AIM OF THE EXERCISE: Can you reproduce these rows with every "rough mask" replaced by "coarse mask" and nothing else changed? Omit the pictures from your answer.

DATASET RECORDS:
_ _ _ _
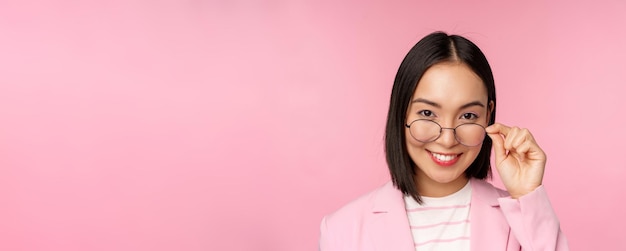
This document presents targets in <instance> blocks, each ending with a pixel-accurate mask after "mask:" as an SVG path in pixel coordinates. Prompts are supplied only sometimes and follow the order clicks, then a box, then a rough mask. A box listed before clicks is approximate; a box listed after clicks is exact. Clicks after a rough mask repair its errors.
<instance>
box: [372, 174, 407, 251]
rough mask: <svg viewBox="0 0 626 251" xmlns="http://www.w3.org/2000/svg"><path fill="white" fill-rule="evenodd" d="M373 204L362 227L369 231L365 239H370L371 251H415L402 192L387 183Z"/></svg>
mask: <svg viewBox="0 0 626 251" xmlns="http://www.w3.org/2000/svg"><path fill="white" fill-rule="evenodd" d="M373 202H374V203H373V207H372V210H371V212H370V215H368V217H367V221H365V222H364V224H367V225H366V226H364V227H363V229H368V230H369V231H368V237H367V238H370V239H371V241H372V243H373V247H374V249H373V250H380V251H383V250H384V251H387V250H394V251H415V246H414V244H413V235H412V233H411V228H410V226H409V220H408V217H407V215H406V209H405V206H404V196H403V194H402V192H400V190H398V189H396V188H395V187H394V186H393V183H391V182H388V183H387V184H385V186H383V187H382V188H381V189H380V190H379V192H378V193H376V195H375V197H374V198H373Z"/></svg>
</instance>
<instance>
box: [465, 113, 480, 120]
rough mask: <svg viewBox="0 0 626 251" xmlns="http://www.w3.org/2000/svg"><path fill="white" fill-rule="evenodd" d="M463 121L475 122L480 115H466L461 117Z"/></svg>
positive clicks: (469, 114)
mask: <svg viewBox="0 0 626 251" xmlns="http://www.w3.org/2000/svg"><path fill="white" fill-rule="evenodd" d="M461 118H462V119H467V120H474V119H477V118H478V115H476V114H473V113H464V114H463V115H461Z"/></svg>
_ _ _ _
RESPONSE BOX:
This document presents targets in <instance> blocks, each ending with a pixel-accurate mask after "mask:" as an SVG path in pixel coordinates. Prompts are supplied only sometimes and follow the order clicks, then a box, then a coarse mask. A box listed before clicks is approximate; a box listed after clicks is exact. Clicks after a coarse mask repair its errors.
<instance>
box: [372, 174, 407, 251]
coarse mask: <svg viewBox="0 0 626 251" xmlns="http://www.w3.org/2000/svg"><path fill="white" fill-rule="evenodd" d="M373 204L362 227L369 231L365 239H370L371 251H415L402 192L387 183Z"/></svg>
mask: <svg viewBox="0 0 626 251" xmlns="http://www.w3.org/2000/svg"><path fill="white" fill-rule="evenodd" d="M373 202H374V203H373V207H372V210H371V212H370V215H368V217H367V221H365V222H364V224H367V225H366V226H364V227H363V229H368V230H369V231H368V237H367V238H370V239H371V241H372V243H373V247H374V249H373V250H380V251H383V250H384V251H387V250H394V251H415V246H414V244H413V235H412V233H411V228H410V226H409V220H408V217H407V215H406V209H405V206H404V196H403V194H402V192H400V190H398V189H396V188H395V187H394V186H393V183H391V182H388V183H387V184H385V186H383V187H382V188H381V189H380V190H379V192H378V193H376V195H375V197H374V198H373Z"/></svg>
</instance>
<instance>
box: [465, 113, 480, 120]
coarse mask: <svg viewBox="0 0 626 251" xmlns="http://www.w3.org/2000/svg"><path fill="white" fill-rule="evenodd" d="M463 121L475 122L480 115H466L461 117Z"/></svg>
positive clicks: (469, 114)
mask: <svg viewBox="0 0 626 251" xmlns="http://www.w3.org/2000/svg"><path fill="white" fill-rule="evenodd" d="M461 118H462V119H467V120H474V119H477V118H478V115H476V114H473V113H464V114H463V115H461Z"/></svg>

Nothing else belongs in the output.